• **Given request**
Reproduce the lines starting with the line containing "sky** | outline" and going on through the line containing "[[160,0],[0,0],[0,89],[160,109]]", both included, requests and all. Multiply every vertex coordinate in the answers by 1.1 and round to whole numbers, halves up, leaving the numbers in the requests and their samples unchanged, and output only these lines.

%%

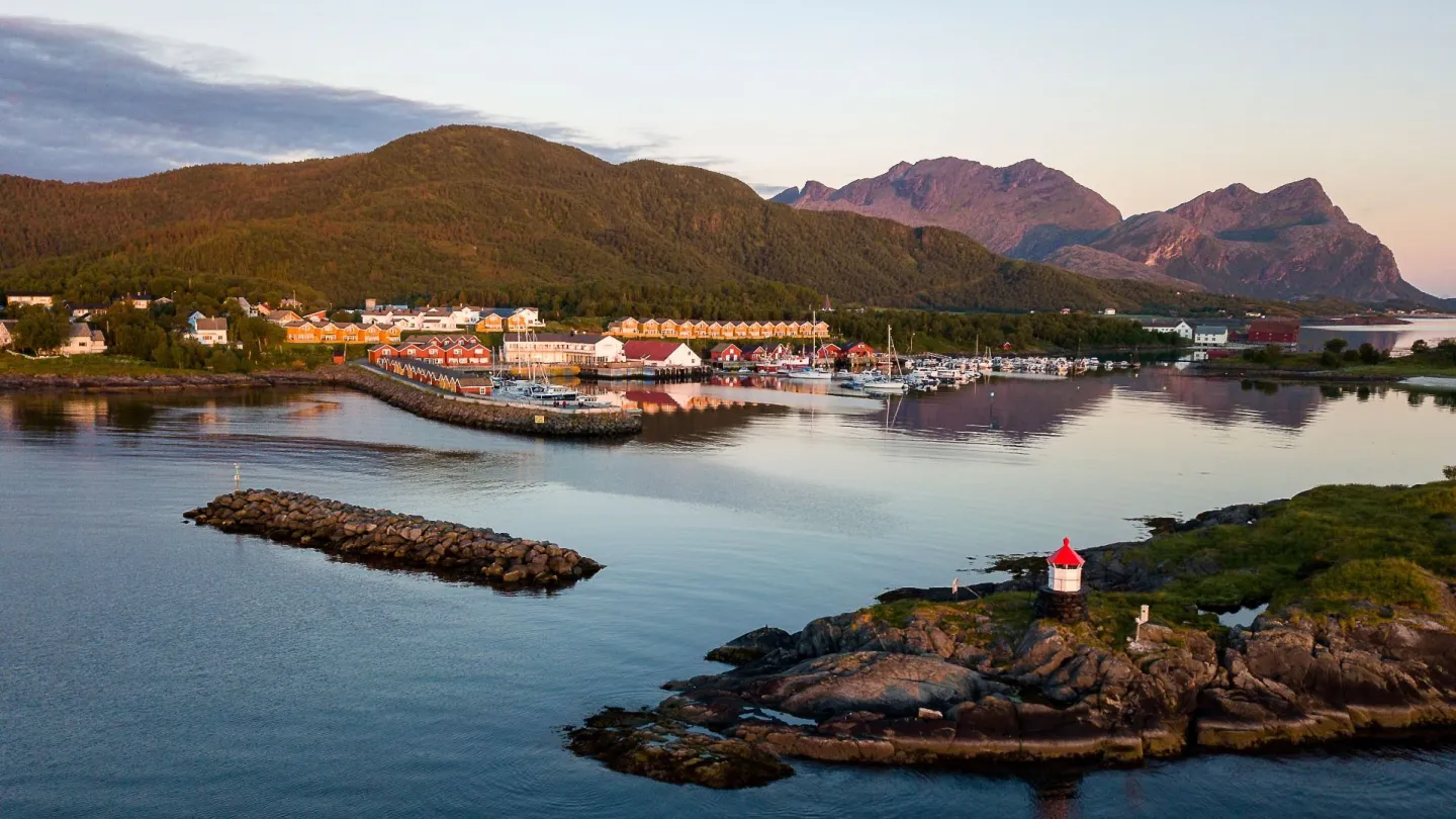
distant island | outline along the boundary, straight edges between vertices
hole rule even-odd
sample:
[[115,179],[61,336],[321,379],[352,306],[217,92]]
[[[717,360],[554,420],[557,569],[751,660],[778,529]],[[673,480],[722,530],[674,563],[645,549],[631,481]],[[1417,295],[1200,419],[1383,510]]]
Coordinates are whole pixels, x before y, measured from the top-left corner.
[[735,669],[607,708],[568,745],[731,788],[794,758],[1128,764],[1456,726],[1456,466],[1446,478],[1153,522],[1140,542],[1002,558],[1002,583],[760,628],[708,654]]

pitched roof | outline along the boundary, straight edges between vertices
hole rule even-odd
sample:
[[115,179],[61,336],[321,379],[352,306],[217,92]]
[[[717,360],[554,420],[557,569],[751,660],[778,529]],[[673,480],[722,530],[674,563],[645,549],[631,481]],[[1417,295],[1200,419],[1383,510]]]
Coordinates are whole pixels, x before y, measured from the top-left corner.
[[681,341],[628,341],[622,345],[622,353],[630,358],[651,358],[654,361],[661,361],[677,351],[678,347],[687,347]]
[[[597,344],[603,338],[612,338],[610,335],[601,335],[600,332],[537,332],[536,341],[569,341],[574,344]],[[505,340],[507,344],[514,344],[510,338]]]
[[1061,548],[1047,558],[1047,565],[1082,565],[1086,560],[1072,551],[1072,538],[1061,538]]

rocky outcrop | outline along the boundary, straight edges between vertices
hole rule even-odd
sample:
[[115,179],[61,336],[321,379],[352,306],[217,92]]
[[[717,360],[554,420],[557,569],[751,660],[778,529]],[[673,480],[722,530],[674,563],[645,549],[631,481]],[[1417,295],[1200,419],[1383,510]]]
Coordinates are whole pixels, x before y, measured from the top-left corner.
[[594,560],[556,544],[300,493],[230,493],[183,517],[199,526],[261,535],[348,560],[416,568],[448,580],[505,589],[559,589],[603,568]]
[[789,191],[773,201],[802,210],[878,216],[914,227],[948,227],[999,254],[1012,252],[1028,232],[1042,226],[1095,235],[1123,219],[1095,191],[1034,159],[1008,168],[954,156],[901,162],[837,191],[812,181],[802,191]]
[[[1412,497],[1427,503],[1420,509],[1444,509],[1443,493]],[[1216,530],[1302,514],[1300,503],[1238,504],[1147,525],[1213,542]],[[1080,554],[1091,592],[1075,595],[1079,615],[1086,612],[1069,618],[1077,622],[1044,616],[1054,612],[1038,608],[1031,592],[1041,577],[954,592],[895,589],[877,606],[815,619],[796,634],[760,628],[709,653],[738,667],[665,683],[673,694],[638,713],[641,723],[616,734],[612,753],[687,758],[711,732],[738,756],[1128,764],[1456,727],[1450,579],[1402,560],[1357,570],[1316,552],[1294,570],[1309,580],[1286,587],[1307,599],[1296,595],[1249,627],[1224,628],[1166,592],[1224,571],[1208,551],[1144,541]],[[1406,583],[1411,590],[1390,599],[1409,602],[1321,596],[1319,589],[1342,587],[1321,586],[1340,571]],[[1152,621],[1134,630],[1137,605],[1150,599]],[[687,739],[683,724],[699,733]],[[597,756],[630,768],[612,753]]]

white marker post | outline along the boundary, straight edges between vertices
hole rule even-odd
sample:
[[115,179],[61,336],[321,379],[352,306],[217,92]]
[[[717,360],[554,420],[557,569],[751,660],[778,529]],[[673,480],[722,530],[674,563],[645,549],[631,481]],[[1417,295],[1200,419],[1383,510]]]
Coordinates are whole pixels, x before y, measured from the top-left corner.
[[1137,628],[1133,631],[1133,643],[1143,641],[1143,624],[1147,622],[1147,606],[1142,606],[1137,612]]

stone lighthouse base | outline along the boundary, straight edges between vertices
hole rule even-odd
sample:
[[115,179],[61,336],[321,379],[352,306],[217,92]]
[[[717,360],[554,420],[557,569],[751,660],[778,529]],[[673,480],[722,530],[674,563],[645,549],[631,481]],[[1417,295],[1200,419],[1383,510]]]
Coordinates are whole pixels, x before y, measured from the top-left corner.
[[1037,589],[1035,612],[1038,618],[1085,622],[1088,619],[1088,596],[1085,592],[1053,592],[1042,586]]

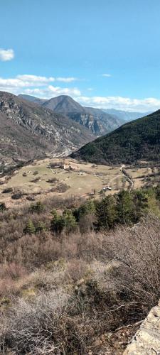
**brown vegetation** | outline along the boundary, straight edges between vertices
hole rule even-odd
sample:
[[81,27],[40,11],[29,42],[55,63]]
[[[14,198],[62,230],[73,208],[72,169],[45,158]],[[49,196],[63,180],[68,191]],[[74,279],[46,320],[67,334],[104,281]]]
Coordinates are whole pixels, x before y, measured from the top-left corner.
[[[95,233],[85,219],[82,234],[49,230],[49,211],[78,203],[48,200],[44,209],[1,214],[2,354],[122,354],[134,324],[157,302],[159,220]],[[46,229],[24,234],[28,219]],[[116,347],[122,327],[125,340]]]

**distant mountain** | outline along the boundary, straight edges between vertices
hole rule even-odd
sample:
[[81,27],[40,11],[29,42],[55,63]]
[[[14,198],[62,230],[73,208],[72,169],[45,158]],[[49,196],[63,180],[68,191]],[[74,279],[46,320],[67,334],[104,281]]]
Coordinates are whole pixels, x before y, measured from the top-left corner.
[[140,119],[141,117],[144,117],[144,116],[146,116],[151,113],[151,112],[129,112],[129,111],[122,111],[115,109],[103,109],[103,111],[107,114],[113,114],[114,116],[125,121],[126,122],[129,122],[129,121],[133,121],[134,119]]
[[34,102],[35,104],[38,104],[41,105],[46,102],[45,99],[38,99],[38,97],[35,97],[34,96],[31,95],[26,95],[25,94],[20,94],[18,95],[18,97],[24,99],[25,100],[27,101],[31,101],[31,102]]
[[[60,95],[45,102],[41,99],[21,95],[25,99],[35,100],[43,107],[50,109],[54,112],[67,116],[77,123],[89,129],[95,136],[103,136],[121,126],[124,121],[117,116],[104,112],[99,109],[84,107],[67,95]],[[38,101],[37,101],[38,100]]]
[[127,123],[82,147],[73,157],[96,163],[160,159],[160,110]]
[[0,127],[1,163],[68,153],[93,139],[88,129],[70,119],[4,92]]

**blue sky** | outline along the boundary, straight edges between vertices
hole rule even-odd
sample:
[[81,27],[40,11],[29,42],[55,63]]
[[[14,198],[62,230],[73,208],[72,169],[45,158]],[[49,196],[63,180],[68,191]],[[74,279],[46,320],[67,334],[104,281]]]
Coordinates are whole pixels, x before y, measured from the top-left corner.
[[160,0],[0,0],[0,89],[160,109]]

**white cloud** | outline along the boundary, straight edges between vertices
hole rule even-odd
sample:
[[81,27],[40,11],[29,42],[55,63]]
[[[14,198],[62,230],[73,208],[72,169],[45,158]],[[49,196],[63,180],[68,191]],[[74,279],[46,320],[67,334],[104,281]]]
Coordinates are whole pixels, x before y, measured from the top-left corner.
[[13,49],[2,49],[0,48],[0,60],[6,62],[11,60],[14,58],[14,52]]
[[149,97],[146,99],[130,99],[122,97],[78,97],[77,100],[85,106],[97,107],[99,109],[122,109],[144,112],[160,109],[160,99]]
[[102,77],[110,77],[111,76],[111,74],[102,74]]
[[[41,77],[38,75],[17,75],[14,78],[4,79],[0,77],[0,89],[13,92],[14,94],[19,94],[22,89],[30,87],[46,87],[46,85],[52,84],[54,82],[71,82],[76,80],[76,78],[73,77]],[[59,88],[60,89],[60,88]],[[65,88],[63,89],[66,91]],[[77,92],[75,94],[80,92]]]
[[[69,83],[75,80],[73,77],[55,77],[31,75],[17,75],[14,78],[0,77],[0,90],[12,92],[15,94],[28,94],[45,99],[50,99],[58,95],[73,97],[84,106],[90,106],[100,109],[114,108],[125,111],[144,112],[156,111],[160,109],[160,99],[149,97],[144,99],[131,99],[123,97],[82,96],[78,87],[63,87],[53,84],[55,82]],[[92,87],[87,89],[92,94]]]
[[58,95],[69,95],[72,97],[79,97],[81,92],[76,87],[60,87],[49,85],[44,89],[26,89],[23,94],[36,95],[41,98],[50,99]]
[[56,77],[55,78],[56,82],[75,82],[75,80],[78,80],[76,77]]

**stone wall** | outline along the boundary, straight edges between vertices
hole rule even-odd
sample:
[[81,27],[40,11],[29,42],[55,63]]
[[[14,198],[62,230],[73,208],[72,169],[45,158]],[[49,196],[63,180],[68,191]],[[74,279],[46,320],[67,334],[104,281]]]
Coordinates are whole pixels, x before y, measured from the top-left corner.
[[124,355],[160,355],[160,301],[142,323]]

%%

• **Complete answer**
**blue sky** | outline along the boundary, straight edges between vertices
hole rule even-odd
sample:
[[81,27],[40,11],[29,42],[55,63]]
[[[14,198],[62,230],[73,208],[72,169],[45,158]],[[49,196],[63,180],[68,191]],[[74,279],[46,320],[67,334],[104,281]]]
Coordinates are whole pixels, x before y, measured from the top-left corner.
[[176,0],[0,0],[0,98],[176,120]]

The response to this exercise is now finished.